● **DATASET EXTRACT**
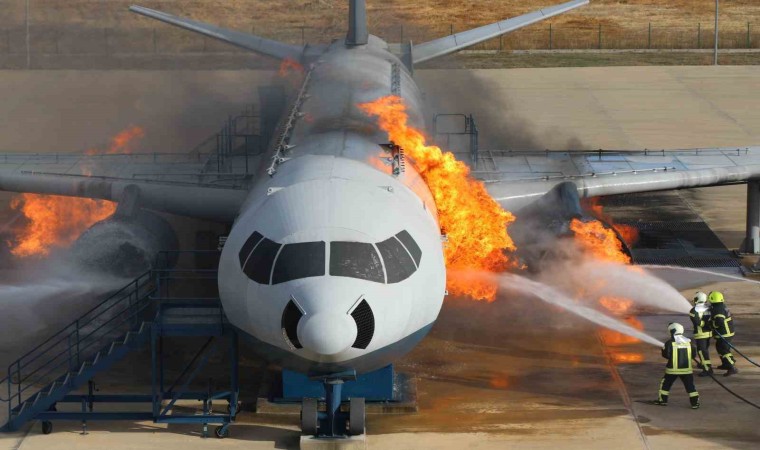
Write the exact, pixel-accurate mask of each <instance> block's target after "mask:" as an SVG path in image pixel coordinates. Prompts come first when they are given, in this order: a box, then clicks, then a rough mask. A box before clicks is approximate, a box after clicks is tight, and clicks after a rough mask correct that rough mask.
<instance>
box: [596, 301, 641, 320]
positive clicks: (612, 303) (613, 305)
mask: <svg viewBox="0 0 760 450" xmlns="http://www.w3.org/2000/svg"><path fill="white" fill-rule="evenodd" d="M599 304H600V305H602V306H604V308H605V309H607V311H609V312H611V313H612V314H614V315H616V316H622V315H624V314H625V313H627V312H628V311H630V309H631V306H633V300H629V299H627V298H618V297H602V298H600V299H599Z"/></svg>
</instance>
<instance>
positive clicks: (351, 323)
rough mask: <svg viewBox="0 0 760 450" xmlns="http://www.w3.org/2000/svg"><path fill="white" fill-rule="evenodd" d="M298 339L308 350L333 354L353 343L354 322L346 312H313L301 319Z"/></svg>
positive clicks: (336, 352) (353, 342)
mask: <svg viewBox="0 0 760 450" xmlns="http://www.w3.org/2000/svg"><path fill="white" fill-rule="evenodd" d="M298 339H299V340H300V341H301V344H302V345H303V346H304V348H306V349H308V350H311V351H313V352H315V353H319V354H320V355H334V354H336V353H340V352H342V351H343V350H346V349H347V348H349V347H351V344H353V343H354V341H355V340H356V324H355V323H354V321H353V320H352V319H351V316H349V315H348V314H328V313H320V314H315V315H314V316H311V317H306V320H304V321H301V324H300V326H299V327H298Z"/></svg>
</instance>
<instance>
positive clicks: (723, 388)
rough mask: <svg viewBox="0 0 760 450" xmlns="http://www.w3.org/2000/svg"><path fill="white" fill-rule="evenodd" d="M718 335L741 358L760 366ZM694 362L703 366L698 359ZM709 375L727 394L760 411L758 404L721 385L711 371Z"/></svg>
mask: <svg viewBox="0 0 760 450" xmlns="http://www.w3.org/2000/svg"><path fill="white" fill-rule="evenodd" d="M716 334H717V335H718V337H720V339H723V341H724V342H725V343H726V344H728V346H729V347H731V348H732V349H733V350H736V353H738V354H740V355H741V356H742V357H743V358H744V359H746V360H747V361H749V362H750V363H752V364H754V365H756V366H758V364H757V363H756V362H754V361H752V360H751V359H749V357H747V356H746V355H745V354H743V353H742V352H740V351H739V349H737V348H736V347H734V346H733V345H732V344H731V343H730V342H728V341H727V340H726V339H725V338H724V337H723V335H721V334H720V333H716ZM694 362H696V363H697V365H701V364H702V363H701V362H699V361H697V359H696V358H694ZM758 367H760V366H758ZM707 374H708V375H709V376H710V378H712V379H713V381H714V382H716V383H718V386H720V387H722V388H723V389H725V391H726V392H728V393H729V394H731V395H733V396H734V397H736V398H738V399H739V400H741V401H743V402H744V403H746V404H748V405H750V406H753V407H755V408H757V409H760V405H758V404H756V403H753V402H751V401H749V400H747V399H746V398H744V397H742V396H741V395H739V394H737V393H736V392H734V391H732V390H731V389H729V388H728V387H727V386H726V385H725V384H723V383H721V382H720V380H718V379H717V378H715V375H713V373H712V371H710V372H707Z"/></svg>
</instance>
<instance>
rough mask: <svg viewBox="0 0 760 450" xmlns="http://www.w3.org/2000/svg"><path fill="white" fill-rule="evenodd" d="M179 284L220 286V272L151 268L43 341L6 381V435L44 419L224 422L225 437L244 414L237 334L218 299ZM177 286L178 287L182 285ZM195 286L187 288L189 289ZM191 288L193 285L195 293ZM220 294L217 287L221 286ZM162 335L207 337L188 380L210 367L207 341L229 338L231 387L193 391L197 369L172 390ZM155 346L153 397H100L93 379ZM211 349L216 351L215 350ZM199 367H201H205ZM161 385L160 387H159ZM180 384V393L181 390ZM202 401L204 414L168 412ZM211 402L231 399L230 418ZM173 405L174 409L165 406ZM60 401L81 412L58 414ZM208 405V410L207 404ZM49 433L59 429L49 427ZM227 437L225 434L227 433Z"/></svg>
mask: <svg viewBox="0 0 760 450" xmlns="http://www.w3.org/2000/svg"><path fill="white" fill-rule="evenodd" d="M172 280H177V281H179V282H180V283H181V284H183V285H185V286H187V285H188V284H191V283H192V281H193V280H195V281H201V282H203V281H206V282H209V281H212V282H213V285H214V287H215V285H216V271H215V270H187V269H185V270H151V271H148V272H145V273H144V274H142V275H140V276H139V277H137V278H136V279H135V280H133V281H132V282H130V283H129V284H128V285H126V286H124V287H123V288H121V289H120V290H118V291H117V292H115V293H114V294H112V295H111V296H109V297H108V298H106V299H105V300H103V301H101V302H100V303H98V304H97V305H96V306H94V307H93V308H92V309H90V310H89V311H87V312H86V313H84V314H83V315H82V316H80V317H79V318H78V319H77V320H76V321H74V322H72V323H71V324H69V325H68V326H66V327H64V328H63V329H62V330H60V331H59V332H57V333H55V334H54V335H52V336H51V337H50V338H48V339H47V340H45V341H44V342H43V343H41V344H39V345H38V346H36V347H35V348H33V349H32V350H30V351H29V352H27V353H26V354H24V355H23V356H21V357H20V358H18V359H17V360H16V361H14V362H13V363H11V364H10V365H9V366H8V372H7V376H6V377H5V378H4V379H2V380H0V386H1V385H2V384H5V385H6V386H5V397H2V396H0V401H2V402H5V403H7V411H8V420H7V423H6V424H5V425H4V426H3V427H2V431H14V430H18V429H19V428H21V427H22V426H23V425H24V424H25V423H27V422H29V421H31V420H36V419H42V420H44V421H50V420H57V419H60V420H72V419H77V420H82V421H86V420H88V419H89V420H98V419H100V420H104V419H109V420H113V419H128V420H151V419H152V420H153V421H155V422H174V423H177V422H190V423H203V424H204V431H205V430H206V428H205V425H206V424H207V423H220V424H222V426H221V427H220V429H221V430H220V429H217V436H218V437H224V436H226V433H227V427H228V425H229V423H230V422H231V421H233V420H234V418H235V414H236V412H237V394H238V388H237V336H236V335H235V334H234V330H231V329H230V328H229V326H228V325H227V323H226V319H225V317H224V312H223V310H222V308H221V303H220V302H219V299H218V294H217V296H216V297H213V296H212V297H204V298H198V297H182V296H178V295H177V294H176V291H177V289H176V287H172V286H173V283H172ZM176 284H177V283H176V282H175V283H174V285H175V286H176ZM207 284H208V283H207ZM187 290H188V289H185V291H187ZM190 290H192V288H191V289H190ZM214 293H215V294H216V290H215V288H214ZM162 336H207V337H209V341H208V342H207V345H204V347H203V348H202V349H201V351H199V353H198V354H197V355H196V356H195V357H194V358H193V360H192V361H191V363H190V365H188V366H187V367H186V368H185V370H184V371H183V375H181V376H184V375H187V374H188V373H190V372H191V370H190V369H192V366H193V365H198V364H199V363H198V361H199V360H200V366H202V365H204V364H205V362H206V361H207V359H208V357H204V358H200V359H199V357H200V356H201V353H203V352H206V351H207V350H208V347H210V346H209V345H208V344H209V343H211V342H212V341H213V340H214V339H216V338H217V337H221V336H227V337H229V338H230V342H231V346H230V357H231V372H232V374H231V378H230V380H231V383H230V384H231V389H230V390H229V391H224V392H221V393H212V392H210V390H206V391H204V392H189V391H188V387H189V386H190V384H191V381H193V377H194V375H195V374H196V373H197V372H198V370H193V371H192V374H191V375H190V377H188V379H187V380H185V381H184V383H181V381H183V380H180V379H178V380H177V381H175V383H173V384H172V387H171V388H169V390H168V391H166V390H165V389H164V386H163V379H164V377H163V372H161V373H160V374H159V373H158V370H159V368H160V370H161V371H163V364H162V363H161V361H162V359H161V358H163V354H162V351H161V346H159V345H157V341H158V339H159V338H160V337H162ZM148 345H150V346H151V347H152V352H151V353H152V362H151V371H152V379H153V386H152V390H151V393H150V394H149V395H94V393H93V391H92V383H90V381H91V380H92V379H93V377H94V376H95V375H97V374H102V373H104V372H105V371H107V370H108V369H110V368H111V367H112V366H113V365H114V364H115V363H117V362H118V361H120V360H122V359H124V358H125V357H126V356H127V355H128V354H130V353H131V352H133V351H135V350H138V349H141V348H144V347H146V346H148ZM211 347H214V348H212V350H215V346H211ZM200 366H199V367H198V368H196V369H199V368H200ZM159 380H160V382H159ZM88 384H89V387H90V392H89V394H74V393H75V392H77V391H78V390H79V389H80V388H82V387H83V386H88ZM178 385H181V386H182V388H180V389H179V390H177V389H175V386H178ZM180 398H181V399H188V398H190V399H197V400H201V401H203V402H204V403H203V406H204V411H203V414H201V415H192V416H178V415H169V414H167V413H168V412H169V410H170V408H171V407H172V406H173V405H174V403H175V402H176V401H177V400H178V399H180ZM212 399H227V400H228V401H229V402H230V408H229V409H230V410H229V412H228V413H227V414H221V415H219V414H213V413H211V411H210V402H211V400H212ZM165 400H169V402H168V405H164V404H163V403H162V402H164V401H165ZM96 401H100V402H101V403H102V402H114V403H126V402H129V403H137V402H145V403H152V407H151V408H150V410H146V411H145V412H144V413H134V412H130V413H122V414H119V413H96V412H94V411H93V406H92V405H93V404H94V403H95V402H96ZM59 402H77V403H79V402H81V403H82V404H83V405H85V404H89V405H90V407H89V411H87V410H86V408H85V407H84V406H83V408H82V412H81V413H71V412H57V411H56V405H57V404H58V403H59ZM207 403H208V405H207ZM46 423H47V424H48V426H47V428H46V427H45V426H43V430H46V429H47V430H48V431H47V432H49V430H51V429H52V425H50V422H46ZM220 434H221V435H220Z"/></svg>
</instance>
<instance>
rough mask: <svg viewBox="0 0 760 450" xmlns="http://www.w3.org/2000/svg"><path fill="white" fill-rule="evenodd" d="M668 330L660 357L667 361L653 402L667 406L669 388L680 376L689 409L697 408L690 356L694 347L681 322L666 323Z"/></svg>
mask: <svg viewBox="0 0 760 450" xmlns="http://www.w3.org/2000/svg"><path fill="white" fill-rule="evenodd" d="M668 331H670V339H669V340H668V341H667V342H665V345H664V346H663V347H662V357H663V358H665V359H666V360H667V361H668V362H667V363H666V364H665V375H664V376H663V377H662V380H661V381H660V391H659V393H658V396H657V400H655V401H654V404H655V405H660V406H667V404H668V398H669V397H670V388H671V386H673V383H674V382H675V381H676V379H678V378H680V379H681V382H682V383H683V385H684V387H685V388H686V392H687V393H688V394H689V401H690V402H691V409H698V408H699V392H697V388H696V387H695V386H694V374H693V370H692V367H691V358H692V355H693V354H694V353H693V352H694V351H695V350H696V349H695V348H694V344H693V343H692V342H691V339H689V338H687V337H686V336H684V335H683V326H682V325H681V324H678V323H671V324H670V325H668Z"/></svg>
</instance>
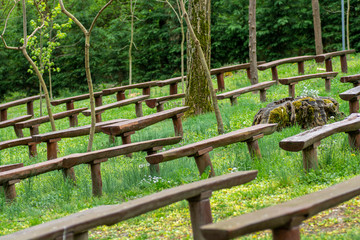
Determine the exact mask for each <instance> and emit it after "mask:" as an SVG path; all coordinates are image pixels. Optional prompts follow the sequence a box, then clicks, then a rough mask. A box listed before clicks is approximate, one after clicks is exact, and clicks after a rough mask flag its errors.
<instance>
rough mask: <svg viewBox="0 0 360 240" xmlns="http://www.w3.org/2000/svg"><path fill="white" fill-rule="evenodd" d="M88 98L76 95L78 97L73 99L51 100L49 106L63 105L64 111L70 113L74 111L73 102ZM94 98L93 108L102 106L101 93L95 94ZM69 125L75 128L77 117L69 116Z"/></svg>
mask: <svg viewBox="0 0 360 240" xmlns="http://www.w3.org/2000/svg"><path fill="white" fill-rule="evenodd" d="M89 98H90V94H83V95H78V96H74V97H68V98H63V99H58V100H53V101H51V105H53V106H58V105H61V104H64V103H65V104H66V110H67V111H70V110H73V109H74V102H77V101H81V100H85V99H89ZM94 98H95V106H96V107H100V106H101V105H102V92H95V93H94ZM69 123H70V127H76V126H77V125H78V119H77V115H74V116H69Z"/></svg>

==

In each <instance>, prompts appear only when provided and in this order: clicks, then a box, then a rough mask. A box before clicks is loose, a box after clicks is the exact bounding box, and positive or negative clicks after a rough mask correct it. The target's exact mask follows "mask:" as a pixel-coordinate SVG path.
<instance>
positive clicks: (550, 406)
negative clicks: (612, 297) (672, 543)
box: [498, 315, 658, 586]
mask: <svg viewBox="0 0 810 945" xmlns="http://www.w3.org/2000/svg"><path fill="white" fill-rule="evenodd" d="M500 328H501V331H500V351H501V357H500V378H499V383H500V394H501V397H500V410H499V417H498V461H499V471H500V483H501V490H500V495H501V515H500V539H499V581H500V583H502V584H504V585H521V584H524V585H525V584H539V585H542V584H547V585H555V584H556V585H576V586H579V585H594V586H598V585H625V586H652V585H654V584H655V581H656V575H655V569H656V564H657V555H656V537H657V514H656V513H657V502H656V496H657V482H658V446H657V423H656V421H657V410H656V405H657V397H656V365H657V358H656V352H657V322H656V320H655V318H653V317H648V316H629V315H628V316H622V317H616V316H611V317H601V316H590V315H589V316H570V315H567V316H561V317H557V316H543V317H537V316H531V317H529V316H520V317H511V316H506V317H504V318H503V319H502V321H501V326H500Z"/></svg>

---

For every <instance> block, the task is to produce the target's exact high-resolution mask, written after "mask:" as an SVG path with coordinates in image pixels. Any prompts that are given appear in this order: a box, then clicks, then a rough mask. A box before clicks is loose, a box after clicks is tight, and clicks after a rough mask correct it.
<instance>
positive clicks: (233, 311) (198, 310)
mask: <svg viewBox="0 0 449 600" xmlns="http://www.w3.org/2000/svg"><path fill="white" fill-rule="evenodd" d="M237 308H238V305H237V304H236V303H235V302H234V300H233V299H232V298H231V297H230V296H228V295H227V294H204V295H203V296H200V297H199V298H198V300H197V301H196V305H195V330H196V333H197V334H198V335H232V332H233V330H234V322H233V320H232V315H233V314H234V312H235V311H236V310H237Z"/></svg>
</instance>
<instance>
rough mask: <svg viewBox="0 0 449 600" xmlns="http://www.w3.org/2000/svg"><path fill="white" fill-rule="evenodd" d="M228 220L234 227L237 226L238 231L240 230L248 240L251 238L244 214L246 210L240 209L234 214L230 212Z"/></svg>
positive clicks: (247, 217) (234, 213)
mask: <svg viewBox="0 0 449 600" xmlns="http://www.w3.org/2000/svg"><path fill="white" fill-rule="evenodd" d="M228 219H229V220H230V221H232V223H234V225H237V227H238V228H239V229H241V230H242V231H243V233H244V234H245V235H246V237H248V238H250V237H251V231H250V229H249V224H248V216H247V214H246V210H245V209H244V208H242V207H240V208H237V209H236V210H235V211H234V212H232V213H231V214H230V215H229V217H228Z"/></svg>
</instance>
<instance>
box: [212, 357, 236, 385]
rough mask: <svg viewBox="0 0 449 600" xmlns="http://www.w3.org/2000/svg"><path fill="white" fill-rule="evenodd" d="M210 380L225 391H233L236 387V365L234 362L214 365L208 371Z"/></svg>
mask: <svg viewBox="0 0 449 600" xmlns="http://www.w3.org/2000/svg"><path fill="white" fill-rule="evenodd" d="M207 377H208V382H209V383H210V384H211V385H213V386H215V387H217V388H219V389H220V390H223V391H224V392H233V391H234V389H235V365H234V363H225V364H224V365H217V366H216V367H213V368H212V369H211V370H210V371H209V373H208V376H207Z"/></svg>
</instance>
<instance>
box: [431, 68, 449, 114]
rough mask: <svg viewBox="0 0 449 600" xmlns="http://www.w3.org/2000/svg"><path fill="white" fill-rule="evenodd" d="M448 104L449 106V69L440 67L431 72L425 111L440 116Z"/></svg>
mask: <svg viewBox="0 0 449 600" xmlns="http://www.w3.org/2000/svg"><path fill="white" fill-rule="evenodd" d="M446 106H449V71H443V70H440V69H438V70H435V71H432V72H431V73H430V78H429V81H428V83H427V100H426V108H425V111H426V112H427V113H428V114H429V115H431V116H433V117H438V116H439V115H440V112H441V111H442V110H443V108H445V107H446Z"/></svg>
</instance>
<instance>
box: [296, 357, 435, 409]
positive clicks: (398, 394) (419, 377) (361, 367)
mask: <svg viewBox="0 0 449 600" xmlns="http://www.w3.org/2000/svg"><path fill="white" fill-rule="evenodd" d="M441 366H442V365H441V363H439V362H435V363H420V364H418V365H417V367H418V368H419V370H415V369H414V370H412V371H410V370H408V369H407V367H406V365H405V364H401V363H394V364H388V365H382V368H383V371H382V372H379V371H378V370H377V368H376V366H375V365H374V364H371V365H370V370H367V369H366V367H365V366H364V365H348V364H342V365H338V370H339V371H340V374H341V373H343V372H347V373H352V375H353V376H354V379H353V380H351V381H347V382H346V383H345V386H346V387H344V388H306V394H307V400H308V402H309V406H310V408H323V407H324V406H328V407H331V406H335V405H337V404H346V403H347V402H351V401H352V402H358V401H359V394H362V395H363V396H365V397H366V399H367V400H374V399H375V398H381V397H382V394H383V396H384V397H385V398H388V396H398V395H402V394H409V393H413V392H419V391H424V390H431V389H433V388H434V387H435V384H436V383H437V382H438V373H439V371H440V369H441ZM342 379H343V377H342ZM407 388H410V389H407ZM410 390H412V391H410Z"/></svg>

● **INSTRUCTIONS FOR THE TASK**
Copy out, character for character, the lines beginning with the line that contains "In each <instance>, prompts" and continuing through the line that contains "positive clicks: (550, 406)", including both of those lines.

● **ANSWER TO THIS EXERCISE**
In each <instance>, prompts appear only when provided and in this order: clicks, then a box, then a rough mask. A box before clicks is loose, a box after clicks is the exact bounding box, and positive or negative clicks after a rough mask correct it. The target's exact mask follows "mask:" as a pixel-coordinate SVG path.
<instance>
positive clicks: (550, 406)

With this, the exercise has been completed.